Problem details
In the answer, every entry must appear exactly as given.
•••••
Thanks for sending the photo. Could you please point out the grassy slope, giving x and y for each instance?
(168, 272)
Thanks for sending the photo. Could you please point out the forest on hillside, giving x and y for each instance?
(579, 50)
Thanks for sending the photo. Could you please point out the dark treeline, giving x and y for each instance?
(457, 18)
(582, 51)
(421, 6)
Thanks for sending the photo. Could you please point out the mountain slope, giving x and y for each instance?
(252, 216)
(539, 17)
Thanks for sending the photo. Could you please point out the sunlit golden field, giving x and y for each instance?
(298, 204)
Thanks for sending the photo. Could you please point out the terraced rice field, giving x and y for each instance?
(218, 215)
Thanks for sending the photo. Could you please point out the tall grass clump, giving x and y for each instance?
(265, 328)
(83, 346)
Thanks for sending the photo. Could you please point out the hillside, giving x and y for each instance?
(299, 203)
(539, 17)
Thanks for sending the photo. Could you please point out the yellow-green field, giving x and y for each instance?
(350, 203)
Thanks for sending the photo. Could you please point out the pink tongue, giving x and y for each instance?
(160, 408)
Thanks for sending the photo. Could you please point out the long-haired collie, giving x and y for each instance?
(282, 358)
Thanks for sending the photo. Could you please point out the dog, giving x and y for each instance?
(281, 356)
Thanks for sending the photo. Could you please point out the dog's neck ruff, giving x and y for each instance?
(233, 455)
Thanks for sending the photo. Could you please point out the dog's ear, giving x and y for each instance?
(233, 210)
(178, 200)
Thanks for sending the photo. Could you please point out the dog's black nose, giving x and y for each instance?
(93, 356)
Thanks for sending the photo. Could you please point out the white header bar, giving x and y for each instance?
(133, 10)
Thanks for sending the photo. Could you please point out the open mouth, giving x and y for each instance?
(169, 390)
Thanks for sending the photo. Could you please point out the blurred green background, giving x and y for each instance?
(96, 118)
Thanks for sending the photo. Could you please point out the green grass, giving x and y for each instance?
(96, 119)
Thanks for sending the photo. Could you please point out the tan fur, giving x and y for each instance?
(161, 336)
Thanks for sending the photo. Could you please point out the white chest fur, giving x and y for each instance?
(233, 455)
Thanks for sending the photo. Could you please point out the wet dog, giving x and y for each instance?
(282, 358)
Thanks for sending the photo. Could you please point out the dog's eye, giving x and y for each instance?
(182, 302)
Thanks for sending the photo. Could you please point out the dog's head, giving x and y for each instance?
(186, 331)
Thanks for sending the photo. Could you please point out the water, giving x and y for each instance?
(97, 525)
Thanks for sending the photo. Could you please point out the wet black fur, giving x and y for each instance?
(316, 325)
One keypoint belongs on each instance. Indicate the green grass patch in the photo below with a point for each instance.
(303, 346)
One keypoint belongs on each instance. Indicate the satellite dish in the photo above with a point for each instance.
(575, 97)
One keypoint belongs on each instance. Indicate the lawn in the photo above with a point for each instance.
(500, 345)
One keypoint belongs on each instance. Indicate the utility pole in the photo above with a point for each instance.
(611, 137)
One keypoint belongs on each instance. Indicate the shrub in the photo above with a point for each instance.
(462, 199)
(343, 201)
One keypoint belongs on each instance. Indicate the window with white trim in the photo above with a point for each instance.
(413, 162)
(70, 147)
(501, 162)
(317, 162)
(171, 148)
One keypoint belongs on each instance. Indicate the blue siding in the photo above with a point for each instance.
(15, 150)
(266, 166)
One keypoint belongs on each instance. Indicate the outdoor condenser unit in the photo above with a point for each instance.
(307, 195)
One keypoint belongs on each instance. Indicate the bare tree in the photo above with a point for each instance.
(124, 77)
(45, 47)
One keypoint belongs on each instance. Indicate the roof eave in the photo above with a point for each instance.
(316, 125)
•••••
Solution for this task
Thanks for sending the photo. Could you please point out the grassy slope, giving x and y for each instance?
(168, 272)
Thanks for sending the photo. Could you please point out the forest on hillside, giving x and y for each instance?
(579, 50)
Thanks for sending the photo. Could you please point out the dark treeline, giving x and y for each instance?
(457, 18)
(582, 51)
(421, 6)
Thanks for sending the photo. Could you please point out the mountain slope, giving x and y for each instance?
(252, 216)
(539, 17)
Thanks for sending the photo. Could you please point out the sunlit golden field, giving x and y for each instance?
(298, 204)
Thanks for sending the photo. Could you please point out the terraced rice field, giving x and y for each instance?
(218, 215)
Thanks for sending the photo. Could you please point out the tall grass clump, giving x and y for each instance?
(265, 328)
(83, 346)
Thanks for sending the photo. Could you please point out the hillside, giving x and y for each instance?
(299, 203)
(539, 17)
Thanks for sending the photo. Could you please point out the yellow-green field, giving x and y for each instance?
(350, 203)
Thanks for sending the photo. Could you please point out the pink tongue, giving x and y for each instance?
(160, 408)
Thanks for sending the photo. Could you please point out the long-haired collie, giving x and y for each instance?
(282, 358)
Thanks for sending the photo. Could you please point out the dog, giving x and y for each instance?
(281, 356)
Thanks for sending the photo. Could you please point out the dog's neck ruff, giving x and y for each instance?
(233, 455)
Thanks for sending the photo. Could you please point out the dog's ear, giving x and y for each instance?
(233, 210)
(178, 200)
Thanks for sending the photo. Could you please point out the dog's black nose, giving x and y for each instance?
(93, 356)
Thanks for sending the photo. Could you please point out the white header bar, giving x and y for each instance?
(133, 10)
Thanks for sending the photo. Could you please point out the open mouth, giving x and y for each instance?
(169, 390)
Thanks for sending the photo. Could you please point out the blurred green background, giving x and y for each instance?
(96, 118)
Thanks for sending the photo. Could you please point out the green grass, giving x and y for each instance?
(96, 119)
Thanks for sending the photo. Could you please point out the tan fur, giving x and y for each instance?
(161, 336)
Thanks for sending the photo. Could you please point out the white chest fur, giving x and y for each instance?
(233, 455)
Thanks for sending the photo. Could you please point out the wet dog, giving x and y for each instance?
(282, 358)
Thanks for sending the photo. Could you please point out the dog's eye, giving x and y for each instance?
(182, 302)
Thanks for sending the photo. Could you please point out the dog's head, giving x and y for each instance?
(186, 331)
Thanks for sending the photo. Could you please point out the water, giving x and y for each instance?
(97, 525)
Thanks for sending the photo. Could you please point out the wet black fur, giving x and y for each instance?
(316, 325)
One keypoint belongs on each instance. Indicate the green grass patch in the photo below with a point for each instance.
(303, 346)
One keypoint belongs on each instance. Indicate the satellite dish in the photo above with a point for each instance.
(575, 97)
One keypoint belongs on each instance. Indicate the lawn in the photo above with a point for each instance.
(500, 345)
One keypoint belongs on each instance. Indicate the utility pole in the photo above with a point for each instance.
(611, 137)
One keypoint belongs on each instance. Indicate the shrub in the photo above with a point for each instance.
(462, 199)
(343, 201)
One keypoint belongs on each instance. Indicate the window with white trim in the photo above with a point for each instance.
(413, 162)
(70, 147)
(501, 162)
(317, 162)
(171, 148)
One keypoint belongs on each instance. Indicate the blue siding in the photo above with a point for each instance.
(15, 150)
(266, 166)
One keypoint belongs on each instance. Indicate the outdoor condenser unit in the photo above with a point for each instance.
(307, 195)
One keypoint belongs on each instance. Indicate the bare tree in the photo above with a point for each instance.
(124, 77)
(45, 47)
One keypoint belongs on each instance. Indicate the roof eave in the photo above with a point for each instance.
(316, 125)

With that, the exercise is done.